Late 3.1L and 3.4L V6 engines use 2 crankshaft position sensors.
- One is located behind the crankshaft pulley on the front of the engine and the other is the same one described above.
- In a two crankshaft position sensor engine, the one that's located behind the crankshaft pulley is known as the 24X CKP sensor and the other is called the same (3X or 7X CKP sensor).
Since the 7X (3X) CKP sensor is the one directly responsible for starting the car, this tutorial will show you how to test only this one. You don't have to worry about the 24X CKP sensor (if you need to test the 24X CKP sensor, you can find the tutorial here: How To Test The 24X Crank Sensor (GM 3.1L, 3.4L) at: troubleshootmyvehicle.com).
In the 3 tests that I'm gonna' teach you, we'll test for all of these signals (except of course the 24X CKP signal). If the cause of your vehicle's no-start condition lays in the ignition system, you'll be able to correctly diagnose and pinpoint the source of the problem.
Symptoms Of A Bad Ignition Control Module Or CKP Sensor
It goes without saying (but I'm gonna' say it anyway) that when the ignition module (ICM) goes bad, your car, or minivan, or Isuzu SUV will not start, but not always.
Every now and then, this type of ignition module fails intermittently. What this means is that the vehicle will start and run most of the time, but now and then it won't.
If you're experiencing this, you'll have to test the ignition module when the vehicle is not wanting to start. This is important, because as long as it starts, the problem does not exist and can not be tested.
So, then, the info that you're gonna' learn in this article applies to testing a module that has fried completely and is keeping the vehicle from starting. Here are some of the most common failure symptoms:
- The car (or minivan or Isuzu SUV) cranks but does not start.
- There is no spark coming out of any of the ignition coils sitting on top of the ignition module.
- You may have taken your ignition control module (ICM) to AutoZone to test it and the friendly boys in orange say it's good, yet the vehicle will not start (all major auto parts stores such as O'Reilly, Pepboys, etc., test ignition modules for free).
What Tools Do I Need?

[Referring expression pointing records]

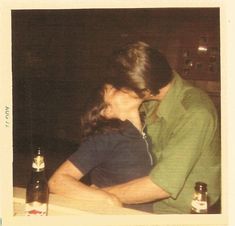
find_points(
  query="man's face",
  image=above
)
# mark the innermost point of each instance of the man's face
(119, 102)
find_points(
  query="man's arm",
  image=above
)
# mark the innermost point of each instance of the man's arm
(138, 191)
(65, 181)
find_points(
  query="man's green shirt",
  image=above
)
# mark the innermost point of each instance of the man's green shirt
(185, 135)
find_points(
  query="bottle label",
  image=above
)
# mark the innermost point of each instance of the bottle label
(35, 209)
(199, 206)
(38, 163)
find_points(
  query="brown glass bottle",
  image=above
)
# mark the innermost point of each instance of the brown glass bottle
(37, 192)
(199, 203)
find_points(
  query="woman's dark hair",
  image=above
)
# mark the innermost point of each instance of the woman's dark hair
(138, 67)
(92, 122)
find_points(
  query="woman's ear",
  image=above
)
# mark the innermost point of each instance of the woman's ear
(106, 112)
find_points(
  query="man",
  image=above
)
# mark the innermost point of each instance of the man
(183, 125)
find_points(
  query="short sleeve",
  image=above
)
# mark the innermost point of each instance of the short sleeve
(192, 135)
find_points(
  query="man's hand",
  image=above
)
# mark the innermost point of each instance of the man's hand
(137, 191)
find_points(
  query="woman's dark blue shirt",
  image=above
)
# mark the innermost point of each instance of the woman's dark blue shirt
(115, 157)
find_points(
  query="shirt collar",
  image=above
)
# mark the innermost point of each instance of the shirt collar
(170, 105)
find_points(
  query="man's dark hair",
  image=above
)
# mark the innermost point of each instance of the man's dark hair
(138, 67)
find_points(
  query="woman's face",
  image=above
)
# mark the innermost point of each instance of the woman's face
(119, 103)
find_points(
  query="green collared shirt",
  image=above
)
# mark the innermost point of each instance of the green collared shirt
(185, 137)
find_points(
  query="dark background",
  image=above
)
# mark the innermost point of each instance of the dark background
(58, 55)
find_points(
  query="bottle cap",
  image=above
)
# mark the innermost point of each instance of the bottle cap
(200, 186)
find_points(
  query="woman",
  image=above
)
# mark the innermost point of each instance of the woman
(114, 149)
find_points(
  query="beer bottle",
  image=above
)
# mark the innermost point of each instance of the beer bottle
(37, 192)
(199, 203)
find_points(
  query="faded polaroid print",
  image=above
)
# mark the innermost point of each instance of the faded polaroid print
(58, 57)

...

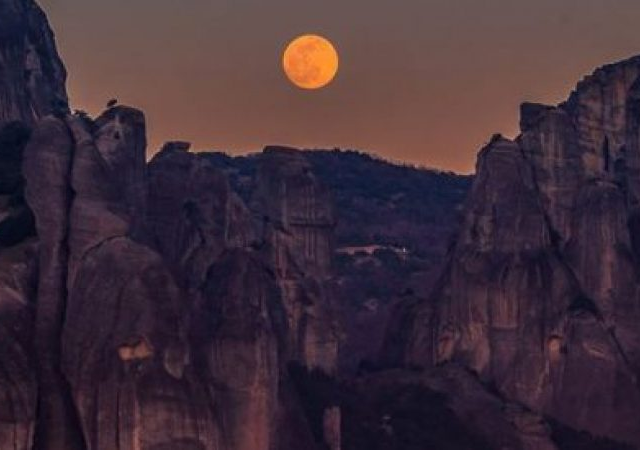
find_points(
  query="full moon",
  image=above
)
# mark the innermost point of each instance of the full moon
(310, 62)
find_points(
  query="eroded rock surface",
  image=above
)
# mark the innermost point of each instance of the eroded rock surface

==

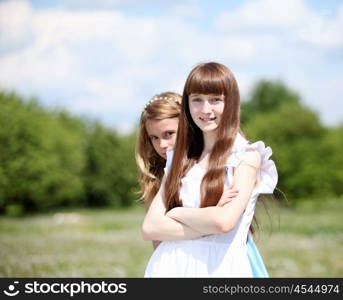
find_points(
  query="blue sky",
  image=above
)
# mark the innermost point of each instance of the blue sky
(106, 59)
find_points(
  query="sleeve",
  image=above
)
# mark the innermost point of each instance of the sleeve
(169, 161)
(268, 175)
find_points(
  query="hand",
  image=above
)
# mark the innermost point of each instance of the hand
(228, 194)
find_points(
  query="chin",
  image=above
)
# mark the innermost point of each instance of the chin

Exercise 1 =>
In the crank sensor article, what name is given to the sensor behind the crankshaft pulley?
Exercise 2 =>
Shorten the paragraph of the crank sensor article that begins "Since the 7X (3X) CKP sensor," keeping its main facts.
Exercise 3 =>
Write the next part of the crank sensor article, picking up right after its last line.
You can leave the records aside; nothing here depends on them.

Written response 1 =>
It is called the 24X CKP sensor.

Written response 2 =>
The tutorial tests only the 7X (3X) CKP sensor, because it is the one directly responsible for starting the car. The 24X CKP sensor can be ignored here. A separate tutorial for it, How To Test The 24X Crank Sensor (GM 3.1L, 3.4L), is at troubleshootmyvehicle.com.

Written response 3 =>
The most important tool to have is a multimeter. It can be a digital or analog type. You do not need an automotive scan tool. Here are the other recommended tools that will come in handy.
- 12 Volt test light.
- You can use the test light instead of a multimeter to test for 12 Volts, only.
- Wire piercing probes.
- These tools are time savers and not only that, will help you to keep from peeling too much from the wire to test whatever signal runs thru' it.
- If you've never seen one of these tools, click here: Wire piercing tool example.
- A repair manual.
- This manual will come in handy to fill some of the gaps that this article does not cover.
- A helper.
- I recommend someone who isn't gonna' complain and nag about it. I mean, it's stressful enough that the vehicle won't start and you have to fix it!
Do's And Don'ts And Safety Precautions
Anything to do with working on or around a car can be dangerous. Since some of the tests in this article are done with the engine cranking, it goes without saying that you have to be alert, extra careful and use common sense to perform them.
Whomever is gonna' help you crank the vehicle, while you observe the multimeter, has to wait outside of the car or minivan or truck (Isuzu owners) until after you've connected your connections and you're clear of the engine.
After the test is done and you don't need your helper to crank the engine anymore, have him or her step out of the vehicle. All this is to save you from any unfortunate accident that may happen if said helper thinks he or she heard you say "crank it" (or whatever command phrase you use).